## Tasks and exercises
- A) From the painting trips post, reproduce word for word the part that opens with the words containing "Two more from" and closes with "water the garden.".
- B) In the painting trips post, what was found among the stinging nettles near Down Holland Farm?

----- Provided passage -----

Two more from my painting trips of last week. Since then I haven’t been out as we have been getting a lot of much needed rain. Presently I am working this sketch of a tree up into a small painting, so I’ll be putting that on the blog soon.
I might even work this one up as well. There is a great view on the other side of the cottage and the overhanging tree and cable poles give it character. Hopefully the good weather will make a comeback, but at least I don’t have to water the garden.
Well, the sun continues to shine, so I’ve been out on my bike again. This is an old track I used to ride down a lot on my way to and from work. I loved the variation of the trees and the line of reeds. After painting this I went back to where I painted Down Holland Farm (earlier post) and found my metal pallet in amongst the stinging nettles.
This one is an old cobbled canal bridge, looking into the sun. I had to stand in the middle of it to paint in order to see the buildings and light on the hedgerow. It is a bridge from an old farm track over the canal to nowhere (I cant understand why it was built) yet as I worked 3 dogwalkers came past, then a pony and trap and finally to people riding horses. Each time I had to move my gear to let them past. It’s tough out on the road, or bridge in this case. Though I might develop this further as I liked the scene and I haven’t done justice to the main tree.

----- Given data -----

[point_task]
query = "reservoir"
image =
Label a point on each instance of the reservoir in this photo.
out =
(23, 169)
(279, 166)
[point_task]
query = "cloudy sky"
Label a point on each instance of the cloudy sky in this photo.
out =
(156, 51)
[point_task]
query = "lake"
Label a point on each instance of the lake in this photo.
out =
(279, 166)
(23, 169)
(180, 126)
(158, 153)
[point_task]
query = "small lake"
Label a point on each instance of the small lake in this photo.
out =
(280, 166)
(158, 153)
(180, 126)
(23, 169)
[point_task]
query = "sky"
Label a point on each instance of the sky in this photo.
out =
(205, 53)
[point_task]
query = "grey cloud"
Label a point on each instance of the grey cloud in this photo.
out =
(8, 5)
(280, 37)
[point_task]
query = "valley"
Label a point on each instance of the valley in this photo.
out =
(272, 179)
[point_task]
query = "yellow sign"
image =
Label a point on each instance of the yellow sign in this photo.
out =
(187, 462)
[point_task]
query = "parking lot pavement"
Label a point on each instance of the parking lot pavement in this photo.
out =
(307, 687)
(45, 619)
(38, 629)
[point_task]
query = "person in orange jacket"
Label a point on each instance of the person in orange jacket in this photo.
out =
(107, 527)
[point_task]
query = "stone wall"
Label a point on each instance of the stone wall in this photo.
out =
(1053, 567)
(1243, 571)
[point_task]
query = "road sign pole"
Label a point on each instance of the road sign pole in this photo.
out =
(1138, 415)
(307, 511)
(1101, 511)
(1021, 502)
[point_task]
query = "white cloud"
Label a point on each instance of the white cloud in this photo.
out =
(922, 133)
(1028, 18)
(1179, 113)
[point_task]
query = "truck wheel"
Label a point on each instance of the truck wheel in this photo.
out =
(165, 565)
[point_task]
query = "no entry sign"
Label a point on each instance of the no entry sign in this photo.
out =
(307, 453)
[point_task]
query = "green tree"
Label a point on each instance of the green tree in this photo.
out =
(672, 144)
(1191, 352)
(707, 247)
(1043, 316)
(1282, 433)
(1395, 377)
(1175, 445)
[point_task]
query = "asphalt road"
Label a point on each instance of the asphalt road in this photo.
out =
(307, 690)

-----

## Task responses
- A)
Two more from my painting trips of last week. Since then I haven’t been out as we have been getting a lot of much needed rain. Presently I am working this sketch of a tree up into a small painting, so I’ll be putting that on the blog soon.
I might even work this one up as well. There is a great view on the other side of the cottage and the overhanging tree and cable poles give it character. Hopefully the good weather will make a comeback, but at least I don’t have to water the garden.

- B) A metal pallet.